What the exercise asks
Reproduce the part of the Percivall Willughby article that opens with the words "English physician and obstetrician" and closes with "6 July 1621.", substituting "Westminster" for "Eton".
Segment Start: Passage to read
= Percivall Willughby =

English physician and obstetrician

Percivall Willughby (1596 – 1685) was an English physician and writer on obstetrics.

== Life ==
Percivall Willughby was sixth son of Sir Percivall Willughby, of Wollaton Hall, Nottinghamshire, where he was born in 1596. Francis Willughby was his nephew. Percivall was educated at Trowbridge, Rugby, Eton, and Oxford, where he matriculated from Magdalen College on 23 March 1620–1, his age being given as twenty-two, and graduated BA on 6 July 1621.

In 1619 he was, at the suggestion of his uncle Robert Willughby, himself a medical man, articled for seven years to Feamer van Otten, after which he was to have joined his uncle; but Van Otten dying in 1624, Willughby soon after commenced practice for himself, and in 1631 he settled in Derby, where he married Elizabeth, daughter of Sir Francis Coke of Trusley, by whom he had two or three sons and two daughters.
Segment End: Passage to read
Segment Start: The data
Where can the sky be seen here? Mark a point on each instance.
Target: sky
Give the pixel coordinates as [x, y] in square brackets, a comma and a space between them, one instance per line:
Segment End: The data
Answer
English physician and obstetrician

Percivall Willughby (1596 – 1685) was an English physician and writer on obstetrics.

== Life ==
Percivall Willughby was sixth son of Sir Percivall Willughby, of Wollaton Hall, Nottinghamshire, where he was born in 1596. Francis Willughby was his nephew. Percivall was educated at Trowbridge, Rugby, Westminster, and Oxford, where he matriculated from Magdalen College on 23 March 1620–1, his age being given as twenty-two, and graduated BA on 6 July 1621.